What you are asked to do – The answer should consist of the full listing below, repeated exactly and free of pictures.

Source data –
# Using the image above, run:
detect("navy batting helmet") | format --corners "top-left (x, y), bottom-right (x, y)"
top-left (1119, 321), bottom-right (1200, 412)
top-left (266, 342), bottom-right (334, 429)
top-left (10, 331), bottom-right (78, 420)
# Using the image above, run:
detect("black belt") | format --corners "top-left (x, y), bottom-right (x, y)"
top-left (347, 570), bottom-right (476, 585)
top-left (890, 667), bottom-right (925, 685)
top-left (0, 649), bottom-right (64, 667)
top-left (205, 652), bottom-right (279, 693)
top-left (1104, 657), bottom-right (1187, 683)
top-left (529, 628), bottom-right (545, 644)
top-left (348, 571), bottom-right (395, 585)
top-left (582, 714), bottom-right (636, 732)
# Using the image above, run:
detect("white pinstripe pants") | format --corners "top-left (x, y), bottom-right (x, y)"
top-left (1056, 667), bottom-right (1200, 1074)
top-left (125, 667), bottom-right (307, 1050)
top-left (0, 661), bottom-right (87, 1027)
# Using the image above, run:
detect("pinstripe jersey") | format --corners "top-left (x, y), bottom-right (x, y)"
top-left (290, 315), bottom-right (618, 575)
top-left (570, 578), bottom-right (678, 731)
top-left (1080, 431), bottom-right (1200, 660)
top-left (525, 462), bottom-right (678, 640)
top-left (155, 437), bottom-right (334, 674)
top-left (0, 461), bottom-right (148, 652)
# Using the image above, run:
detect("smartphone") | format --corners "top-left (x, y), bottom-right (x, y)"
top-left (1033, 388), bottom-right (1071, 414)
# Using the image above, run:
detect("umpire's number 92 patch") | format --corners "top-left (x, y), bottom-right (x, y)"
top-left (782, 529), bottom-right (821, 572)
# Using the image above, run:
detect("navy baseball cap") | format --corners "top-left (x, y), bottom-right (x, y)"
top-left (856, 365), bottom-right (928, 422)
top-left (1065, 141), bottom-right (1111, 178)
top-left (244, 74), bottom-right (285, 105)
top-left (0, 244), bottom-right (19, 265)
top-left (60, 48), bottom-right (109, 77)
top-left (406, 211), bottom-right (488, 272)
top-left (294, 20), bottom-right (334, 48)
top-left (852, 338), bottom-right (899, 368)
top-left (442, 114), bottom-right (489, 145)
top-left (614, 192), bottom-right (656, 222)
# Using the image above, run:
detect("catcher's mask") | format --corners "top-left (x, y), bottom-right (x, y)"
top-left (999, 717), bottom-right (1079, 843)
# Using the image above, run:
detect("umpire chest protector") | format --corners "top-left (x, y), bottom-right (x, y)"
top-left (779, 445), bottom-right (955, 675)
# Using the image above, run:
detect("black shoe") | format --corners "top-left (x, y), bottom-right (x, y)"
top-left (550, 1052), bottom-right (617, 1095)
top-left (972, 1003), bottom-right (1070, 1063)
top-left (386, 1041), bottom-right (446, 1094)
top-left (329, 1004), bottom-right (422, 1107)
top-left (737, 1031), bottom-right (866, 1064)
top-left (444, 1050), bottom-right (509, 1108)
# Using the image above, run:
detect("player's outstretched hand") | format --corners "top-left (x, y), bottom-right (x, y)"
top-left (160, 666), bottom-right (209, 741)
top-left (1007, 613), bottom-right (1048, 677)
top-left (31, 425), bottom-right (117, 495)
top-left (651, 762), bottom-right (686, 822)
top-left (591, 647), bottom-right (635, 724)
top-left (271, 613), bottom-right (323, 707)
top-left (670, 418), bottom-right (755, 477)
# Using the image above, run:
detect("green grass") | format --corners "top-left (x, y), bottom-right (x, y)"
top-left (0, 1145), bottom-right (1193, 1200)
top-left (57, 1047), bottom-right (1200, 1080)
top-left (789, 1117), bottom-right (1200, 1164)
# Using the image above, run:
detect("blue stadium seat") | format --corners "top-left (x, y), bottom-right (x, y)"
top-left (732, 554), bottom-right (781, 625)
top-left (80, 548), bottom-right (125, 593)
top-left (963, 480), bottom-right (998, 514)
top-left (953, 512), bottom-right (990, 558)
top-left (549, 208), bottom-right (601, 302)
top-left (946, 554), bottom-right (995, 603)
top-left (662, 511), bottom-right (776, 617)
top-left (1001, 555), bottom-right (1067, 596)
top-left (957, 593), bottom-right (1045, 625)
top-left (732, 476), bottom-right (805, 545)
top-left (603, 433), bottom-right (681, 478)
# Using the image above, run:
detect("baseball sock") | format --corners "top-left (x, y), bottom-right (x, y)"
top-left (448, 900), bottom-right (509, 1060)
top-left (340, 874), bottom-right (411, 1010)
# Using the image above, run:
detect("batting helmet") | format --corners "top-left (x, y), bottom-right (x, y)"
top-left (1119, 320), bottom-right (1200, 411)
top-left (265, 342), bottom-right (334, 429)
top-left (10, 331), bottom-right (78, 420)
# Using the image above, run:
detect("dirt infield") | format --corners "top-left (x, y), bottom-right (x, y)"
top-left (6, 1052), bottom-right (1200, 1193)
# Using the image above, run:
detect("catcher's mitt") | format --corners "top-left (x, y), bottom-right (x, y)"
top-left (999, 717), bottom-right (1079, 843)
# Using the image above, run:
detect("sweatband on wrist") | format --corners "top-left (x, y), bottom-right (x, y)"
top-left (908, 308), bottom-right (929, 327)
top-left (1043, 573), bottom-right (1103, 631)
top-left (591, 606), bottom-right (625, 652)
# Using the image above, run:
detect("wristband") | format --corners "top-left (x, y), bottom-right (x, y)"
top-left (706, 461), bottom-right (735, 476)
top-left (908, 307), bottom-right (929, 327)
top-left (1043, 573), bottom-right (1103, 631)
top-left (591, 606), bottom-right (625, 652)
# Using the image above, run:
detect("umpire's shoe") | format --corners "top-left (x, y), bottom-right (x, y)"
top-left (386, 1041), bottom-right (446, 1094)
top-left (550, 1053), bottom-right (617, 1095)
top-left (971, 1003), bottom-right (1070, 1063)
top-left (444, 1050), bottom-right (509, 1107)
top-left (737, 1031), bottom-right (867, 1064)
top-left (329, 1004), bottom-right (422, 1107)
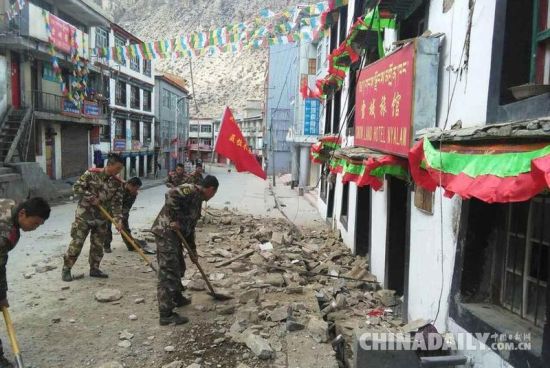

Expected answer –
# Using the image above, run:
detect("navy batting helmet") | format --corners "top-left (x, y), bottom-right (x, y)"
top-left (1119, 321), bottom-right (1200, 412)
top-left (266, 342), bottom-right (334, 429)
top-left (10, 331), bottom-right (78, 420)
# Using the image above, run:
detect("black belt") | format --corners "top-left (x, y), bottom-right (x, y)"
top-left (347, 570), bottom-right (476, 585)
top-left (890, 667), bottom-right (925, 685)
top-left (0, 649), bottom-right (64, 667)
top-left (205, 652), bottom-right (279, 693)
top-left (1104, 657), bottom-right (1187, 683)
top-left (529, 628), bottom-right (545, 644)
top-left (348, 571), bottom-right (395, 585)
top-left (582, 714), bottom-right (636, 732)
# Using the image above, run:
detect("white pinstripe pants") | format --corners "top-left (x, y), bottom-right (x, y)"
top-left (1056, 667), bottom-right (1200, 1074)
top-left (125, 667), bottom-right (307, 1050)
top-left (0, 661), bottom-right (87, 1027)
# Using the image above, run:
detect("pinstripe jersey") | format --corners "top-left (x, y), bottom-right (x, y)"
top-left (290, 315), bottom-right (618, 575)
top-left (570, 578), bottom-right (678, 731)
top-left (1080, 431), bottom-right (1200, 660)
top-left (525, 462), bottom-right (678, 640)
top-left (155, 437), bottom-right (334, 674)
top-left (0, 461), bottom-right (148, 652)
# Using the image above, run:
detect("smartphone") | format --corners "top-left (x, y), bottom-right (x, y)"
top-left (1033, 388), bottom-right (1071, 414)
# Using the image above, run:
detect("umpire's number 92 patch") | format --corners "top-left (x, y), bottom-right (x, y)"
top-left (782, 529), bottom-right (821, 572)
# Using the image above, run:
detect("navy baseball cap") | format --corners "top-left (x, y), bottom-right (x, y)"
top-left (856, 365), bottom-right (928, 422)
top-left (1065, 141), bottom-right (1111, 178)
top-left (244, 74), bottom-right (285, 105)
top-left (0, 244), bottom-right (19, 265)
top-left (60, 48), bottom-right (109, 77)
top-left (406, 211), bottom-right (488, 272)
top-left (294, 20), bottom-right (334, 48)
top-left (852, 338), bottom-right (899, 368)
top-left (442, 114), bottom-right (489, 145)
top-left (614, 192), bottom-right (656, 222)
# Using the image above, run:
detect("catcher's mask") | format --corners "top-left (x, y), bottom-right (x, y)"
top-left (999, 717), bottom-right (1079, 843)
# Using the image above, run:
detect("umpire chest protector") | format --corners "top-left (x, y), bottom-right (x, y)"
top-left (779, 445), bottom-right (955, 675)
# Using the image above, run:
detect("black shoe") | format --corners "top-left (x, y), bottom-right (x, y)"
top-left (550, 1052), bottom-right (617, 1095)
top-left (972, 1003), bottom-right (1070, 1063)
top-left (386, 1041), bottom-right (446, 1094)
top-left (329, 1004), bottom-right (422, 1107)
top-left (737, 1031), bottom-right (866, 1064)
top-left (444, 1050), bottom-right (509, 1108)
# Using the image above, run:
detect("player's outstretched hand") | format --corners "top-left (x, y), bottom-right (x, y)"
top-left (160, 666), bottom-right (209, 741)
top-left (1007, 613), bottom-right (1048, 677)
top-left (31, 425), bottom-right (117, 495)
top-left (651, 762), bottom-right (686, 822)
top-left (591, 647), bottom-right (635, 724)
top-left (271, 613), bottom-right (323, 707)
top-left (670, 418), bottom-right (755, 477)
# Using the image above, run:
detect("green grass") | format --corners "top-left (x, y), bottom-right (x, y)"
top-left (0, 1145), bottom-right (1193, 1200)
top-left (57, 1047), bottom-right (1200, 1080)
top-left (789, 1117), bottom-right (1200, 1164)
# Using the image above, run:
detect("blue stadium seat") | format --corners "top-left (x, y), bottom-right (x, y)"
top-left (732, 554), bottom-right (781, 625)
top-left (80, 548), bottom-right (125, 593)
top-left (963, 480), bottom-right (998, 514)
top-left (953, 512), bottom-right (990, 558)
top-left (549, 208), bottom-right (601, 302)
top-left (946, 554), bottom-right (995, 603)
top-left (662, 511), bottom-right (776, 617)
top-left (1001, 555), bottom-right (1067, 596)
top-left (957, 593), bottom-right (1045, 625)
top-left (732, 476), bottom-right (805, 545)
top-left (603, 433), bottom-right (681, 478)
# Using the image above, run:
detect("baseball sock") | format --corners "top-left (x, y), bottom-right (x, y)"
top-left (448, 900), bottom-right (509, 1060)
top-left (340, 874), bottom-right (411, 1010)
# Using the image above, run:
detect("batting helmet") | format --corners "top-left (x, y), bottom-right (x, y)"
top-left (1119, 320), bottom-right (1200, 411)
top-left (265, 342), bottom-right (334, 429)
top-left (10, 331), bottom-right (78, 420)
# Using the image above, run:
detect("dirt infield") | format --corners "top-left (x, y), bottom-right (x, y)"
top-left (6, 1052), bottom-right (1200, 1193)
# Using the image above, run:
detect("catcher's mitt") | format --corners "top-left (x, y), bottom-right (x, y)"
top-left (999, 717), bottom-right (1079, 843)
# Using the image above, run:
detect("sweatband on wrist") | format --corners "top-left (x, y), bottom-right (x, y)"
top-left (908, 308), bottom-right (929, 327)
top-left (1043, 573), bottom-right (1103, 631)
top-left (591, 606), bottom-right (625, 652)
# Using the image above, run:
detect("wristband") | format --corners "top-left (x, y), bottom-right (x, y)"
top-left (706, 461), bottom-right (735, 476)
top-left (908, 307), bottom-right (929, 327)
top-left (1043, 573), bottom-right (1103, 631)
top-left (591, 606), bottom-right (625, 652)
# Using the image above, run:
detect("umpire's shoe") | format --corners "top-left (x, y), bottom-right (x, y)"
top-left (386, 1041), bottom-right (446, 1094)
top-left (550, 1053), bottom-right (617, 1095)
top-left (971, 1003), bottom-right (1070, 1063)
top-left (444, 1050), bottom-right (509, 1107)
top-left (737, 1031), bottom-right (867, 1064)
top-left (329, 1004), bottom-right (422, 1107)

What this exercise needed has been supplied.